Saved data entries
= Beginning of Section =

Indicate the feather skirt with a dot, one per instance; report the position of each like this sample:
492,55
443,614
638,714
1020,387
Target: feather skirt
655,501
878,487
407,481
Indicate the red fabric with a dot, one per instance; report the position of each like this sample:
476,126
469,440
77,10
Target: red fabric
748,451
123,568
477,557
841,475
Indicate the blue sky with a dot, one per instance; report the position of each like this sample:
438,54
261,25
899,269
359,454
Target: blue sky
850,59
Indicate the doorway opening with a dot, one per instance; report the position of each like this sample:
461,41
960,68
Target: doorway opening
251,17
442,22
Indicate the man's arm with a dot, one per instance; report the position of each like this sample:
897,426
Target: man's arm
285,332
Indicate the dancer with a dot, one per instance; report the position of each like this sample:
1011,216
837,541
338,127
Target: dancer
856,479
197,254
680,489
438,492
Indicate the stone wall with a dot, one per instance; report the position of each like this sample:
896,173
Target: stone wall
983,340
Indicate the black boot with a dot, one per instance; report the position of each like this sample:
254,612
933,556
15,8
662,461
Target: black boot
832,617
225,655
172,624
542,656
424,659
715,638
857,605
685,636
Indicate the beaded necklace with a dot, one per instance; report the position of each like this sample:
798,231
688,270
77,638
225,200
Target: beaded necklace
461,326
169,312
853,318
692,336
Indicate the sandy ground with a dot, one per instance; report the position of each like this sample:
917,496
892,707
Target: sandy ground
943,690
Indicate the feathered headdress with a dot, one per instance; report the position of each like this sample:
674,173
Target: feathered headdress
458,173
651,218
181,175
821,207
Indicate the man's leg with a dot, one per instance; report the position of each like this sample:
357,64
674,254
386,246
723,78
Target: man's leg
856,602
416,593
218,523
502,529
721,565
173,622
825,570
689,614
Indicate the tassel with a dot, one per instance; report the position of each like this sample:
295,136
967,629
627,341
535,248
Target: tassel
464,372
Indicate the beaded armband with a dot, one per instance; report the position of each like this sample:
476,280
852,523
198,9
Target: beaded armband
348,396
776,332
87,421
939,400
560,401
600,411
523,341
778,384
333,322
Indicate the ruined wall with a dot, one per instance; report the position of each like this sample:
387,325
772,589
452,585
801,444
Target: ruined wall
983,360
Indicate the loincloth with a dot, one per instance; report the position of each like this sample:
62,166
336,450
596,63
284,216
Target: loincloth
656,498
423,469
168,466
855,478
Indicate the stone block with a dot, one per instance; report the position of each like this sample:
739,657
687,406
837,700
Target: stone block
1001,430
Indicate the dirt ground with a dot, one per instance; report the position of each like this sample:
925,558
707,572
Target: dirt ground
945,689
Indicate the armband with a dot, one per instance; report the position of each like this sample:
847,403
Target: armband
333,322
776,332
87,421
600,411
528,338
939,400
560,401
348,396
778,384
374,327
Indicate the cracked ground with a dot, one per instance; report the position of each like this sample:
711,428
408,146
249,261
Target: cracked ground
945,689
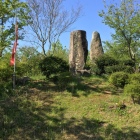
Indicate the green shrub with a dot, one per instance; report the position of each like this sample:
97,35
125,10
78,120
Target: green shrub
119,79
134,78
66,80
117,68
52,66
128,62
101,62
133,90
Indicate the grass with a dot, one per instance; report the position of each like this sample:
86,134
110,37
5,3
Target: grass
86,110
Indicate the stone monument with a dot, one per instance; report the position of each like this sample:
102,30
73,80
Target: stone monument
78,50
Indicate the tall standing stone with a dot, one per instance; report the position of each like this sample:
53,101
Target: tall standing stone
78,50
96,49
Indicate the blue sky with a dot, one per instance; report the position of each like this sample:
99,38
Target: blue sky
90,21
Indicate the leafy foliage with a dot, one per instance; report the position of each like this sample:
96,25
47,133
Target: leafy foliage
101,62
28,59
59,51
124,19
52,65
119,79
133,89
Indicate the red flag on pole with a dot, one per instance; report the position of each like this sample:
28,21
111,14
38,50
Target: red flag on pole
12,60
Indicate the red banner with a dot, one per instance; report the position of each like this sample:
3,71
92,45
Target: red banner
12,60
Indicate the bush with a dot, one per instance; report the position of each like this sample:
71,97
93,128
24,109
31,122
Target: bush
119,79
128,62
52,66
133,90
117,68
101,62
134,78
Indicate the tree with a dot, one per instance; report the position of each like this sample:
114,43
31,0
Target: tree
8,10
49,20
125,20
59,51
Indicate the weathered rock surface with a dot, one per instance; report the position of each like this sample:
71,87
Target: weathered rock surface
78,50
96,49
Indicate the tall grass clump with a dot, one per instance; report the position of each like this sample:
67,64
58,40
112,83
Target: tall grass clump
132,89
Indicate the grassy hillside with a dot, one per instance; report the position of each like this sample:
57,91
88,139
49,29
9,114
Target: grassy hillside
90,109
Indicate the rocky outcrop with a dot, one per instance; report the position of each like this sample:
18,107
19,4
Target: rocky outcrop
78,50
96,49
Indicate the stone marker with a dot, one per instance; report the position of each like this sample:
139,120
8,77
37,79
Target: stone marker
78,50
96,49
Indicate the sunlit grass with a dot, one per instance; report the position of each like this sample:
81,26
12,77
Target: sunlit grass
89,109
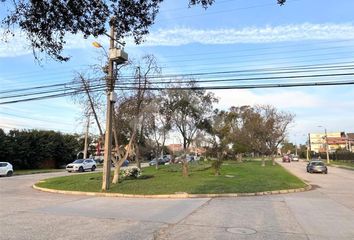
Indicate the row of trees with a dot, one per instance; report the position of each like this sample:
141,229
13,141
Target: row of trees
145,116
31,149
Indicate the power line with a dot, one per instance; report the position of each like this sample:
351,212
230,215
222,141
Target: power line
222,74
241,86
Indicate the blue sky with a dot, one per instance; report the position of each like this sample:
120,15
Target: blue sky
230,35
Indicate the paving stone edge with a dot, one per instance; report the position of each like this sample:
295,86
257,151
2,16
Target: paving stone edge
174,196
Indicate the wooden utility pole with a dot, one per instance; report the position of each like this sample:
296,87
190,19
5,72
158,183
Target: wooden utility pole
86,136
115,56
110,103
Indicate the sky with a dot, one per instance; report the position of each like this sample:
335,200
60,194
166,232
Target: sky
231,35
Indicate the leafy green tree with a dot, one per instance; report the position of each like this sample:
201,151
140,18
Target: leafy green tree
46,23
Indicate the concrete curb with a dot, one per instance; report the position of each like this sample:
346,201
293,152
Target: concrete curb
342,167
176,195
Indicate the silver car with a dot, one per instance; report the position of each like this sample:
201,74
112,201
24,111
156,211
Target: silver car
6,169
316,166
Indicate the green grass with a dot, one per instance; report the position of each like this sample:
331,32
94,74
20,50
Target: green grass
235,178
349,164
35,171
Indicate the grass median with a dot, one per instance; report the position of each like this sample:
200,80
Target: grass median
235,177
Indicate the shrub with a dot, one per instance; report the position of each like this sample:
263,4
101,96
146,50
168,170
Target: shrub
131,172
216,165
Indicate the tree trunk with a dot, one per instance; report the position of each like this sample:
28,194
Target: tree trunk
137,156
185,170
263,161
116,174
273,159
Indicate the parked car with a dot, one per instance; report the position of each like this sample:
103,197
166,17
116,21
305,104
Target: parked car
316,166
6,169
167,158
286,158
81,165
160,161
125,163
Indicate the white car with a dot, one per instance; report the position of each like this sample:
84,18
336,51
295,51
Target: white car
6,169
81,165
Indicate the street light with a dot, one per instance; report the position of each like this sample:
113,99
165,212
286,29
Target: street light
117,56
326,139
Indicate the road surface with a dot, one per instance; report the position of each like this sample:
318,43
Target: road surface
327,212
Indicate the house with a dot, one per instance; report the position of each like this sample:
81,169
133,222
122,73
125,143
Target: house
335,141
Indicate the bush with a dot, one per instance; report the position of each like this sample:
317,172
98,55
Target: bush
132,172
216,165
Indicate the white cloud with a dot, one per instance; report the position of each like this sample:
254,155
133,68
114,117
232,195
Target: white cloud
182,36
279,98
268,34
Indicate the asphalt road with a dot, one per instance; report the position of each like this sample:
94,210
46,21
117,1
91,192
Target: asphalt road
327,212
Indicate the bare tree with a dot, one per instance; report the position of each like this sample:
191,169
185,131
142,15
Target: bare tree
189,109
158,126
133,107
265,129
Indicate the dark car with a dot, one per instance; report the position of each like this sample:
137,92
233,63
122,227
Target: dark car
160,162
286,158
316,166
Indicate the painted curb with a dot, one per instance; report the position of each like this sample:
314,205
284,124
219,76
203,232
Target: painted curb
174,196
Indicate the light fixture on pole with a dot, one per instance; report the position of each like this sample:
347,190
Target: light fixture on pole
117,56
326,140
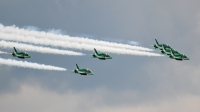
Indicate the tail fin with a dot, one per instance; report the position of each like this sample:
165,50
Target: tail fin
156,41
95,51
15,49
77,66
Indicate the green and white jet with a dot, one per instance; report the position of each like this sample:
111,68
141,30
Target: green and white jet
83,71
178,56
20,54
166,49
101,56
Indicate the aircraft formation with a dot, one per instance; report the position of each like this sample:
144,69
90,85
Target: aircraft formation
164,49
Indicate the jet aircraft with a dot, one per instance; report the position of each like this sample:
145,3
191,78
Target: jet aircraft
20,54
178,56
83,71
161,46
101,56
166,49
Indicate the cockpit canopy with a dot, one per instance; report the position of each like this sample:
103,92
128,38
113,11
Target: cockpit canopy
25,53
106,54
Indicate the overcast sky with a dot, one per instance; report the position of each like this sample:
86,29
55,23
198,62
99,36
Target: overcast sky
125,83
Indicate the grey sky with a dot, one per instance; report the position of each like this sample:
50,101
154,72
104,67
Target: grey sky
126,83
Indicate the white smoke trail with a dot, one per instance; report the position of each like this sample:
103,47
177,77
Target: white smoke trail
74,45
26,47
16,30
26,64
1,52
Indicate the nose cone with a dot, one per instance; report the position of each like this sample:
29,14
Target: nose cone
186,58
110,57
29,56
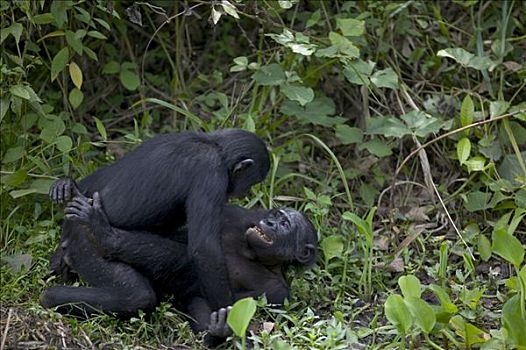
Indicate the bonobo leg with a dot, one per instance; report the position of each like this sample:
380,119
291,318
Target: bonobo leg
203,319
114,287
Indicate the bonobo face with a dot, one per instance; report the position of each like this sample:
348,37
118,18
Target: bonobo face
283,236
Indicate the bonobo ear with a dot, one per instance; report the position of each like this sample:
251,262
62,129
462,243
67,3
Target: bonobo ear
242,165
307,255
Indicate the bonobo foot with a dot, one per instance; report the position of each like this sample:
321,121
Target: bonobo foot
91,214
63,190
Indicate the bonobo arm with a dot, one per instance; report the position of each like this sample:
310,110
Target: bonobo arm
63,190
156,256
204,217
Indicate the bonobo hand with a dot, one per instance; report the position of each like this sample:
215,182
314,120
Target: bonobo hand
63,190
218,326
90,213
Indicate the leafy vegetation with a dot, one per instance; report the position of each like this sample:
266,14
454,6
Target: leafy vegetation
398,127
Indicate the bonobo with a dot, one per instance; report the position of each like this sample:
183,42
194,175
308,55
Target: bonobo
175,180
130,270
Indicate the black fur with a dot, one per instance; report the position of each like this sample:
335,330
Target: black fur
175,180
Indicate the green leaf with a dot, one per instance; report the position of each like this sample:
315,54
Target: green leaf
43,18
101,128
410,286
463,149
13,154
64,143
484,247
59,62
76,74
513,322
229,9
240,315
385,78
467,111
268,75
302,95
97,35
332,247
477,200
344,45
20,91
350,26
74,42
508,247
444,299
497,108
398,314
129,80
422,313
112,67
75,97
58,10
376,147
348,135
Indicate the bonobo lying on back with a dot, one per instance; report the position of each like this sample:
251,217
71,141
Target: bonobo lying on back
174,180
129,270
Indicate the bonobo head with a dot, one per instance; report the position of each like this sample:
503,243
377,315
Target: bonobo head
283,236
246,157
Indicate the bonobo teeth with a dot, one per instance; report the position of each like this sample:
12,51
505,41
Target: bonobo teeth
264,237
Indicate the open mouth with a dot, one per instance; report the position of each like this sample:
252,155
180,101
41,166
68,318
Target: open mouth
256,230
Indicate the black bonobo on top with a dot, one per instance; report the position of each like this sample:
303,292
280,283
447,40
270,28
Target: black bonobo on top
180,179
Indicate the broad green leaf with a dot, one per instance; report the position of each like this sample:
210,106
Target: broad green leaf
344,45
508,247
13,154
398,314
350,26
75,97
268,75
463,149
348,135
376,147
497,108
101,128
64,143
97,35
74,42
332,247
477,200
129,79
385,78
17,262
301,94
43,18
240,315
476,163
410,286
59,62
58,10
76,74
444,299
467,111
513,322
470,333
358,71
484,247
422,313
20,91
229,9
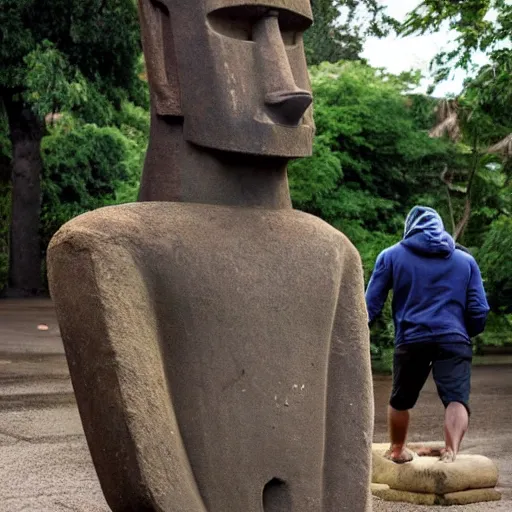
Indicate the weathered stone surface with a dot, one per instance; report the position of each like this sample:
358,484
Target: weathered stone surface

= End of Section =

Print the first line of the records above and each line after it, exactly, through the line with "Indicate the black boot".

**OUTPUT**
Indicate the feather skirt with a dot, one per instance; report the position of each like this sample:
492,55
443,614
638,714
1020,387
Target: feather skirt
655,501
878,487
407,481
Indicate the red fabric with a dot, one per instance; report the position of each like this sample:
476,126
469,440
77,10
Target: red fabric
748,451
123,568
477,557
841,475
Indicate the blue sky with a dot, one per instance; report the position of each like this sample:
438,54
261,25
899,269
359,454
Target: blue sky
850,59
Indicate the doorway opening with a dot, one per instance; report the position of each like this sample:
461,41
960,68
Target: doorway opening
251,17
442,22
Indicate the man's arm with a dot, one per instance; report the position of each like this sample:
897,426
Target: man's arm
285,332
Indicate the dancer with a dot, one per instance; report the position of each like this sample:
1011,216
837,541
338,127
Target: dancer
856,479
197,254
680,489
438,492
Indicate the stone wall with a dot, one per instance; report the position of each like this sample:
896,173
Target: stone wall
983,340
Indicate the black boot with a dot, one per instance; report the position of each like this sample:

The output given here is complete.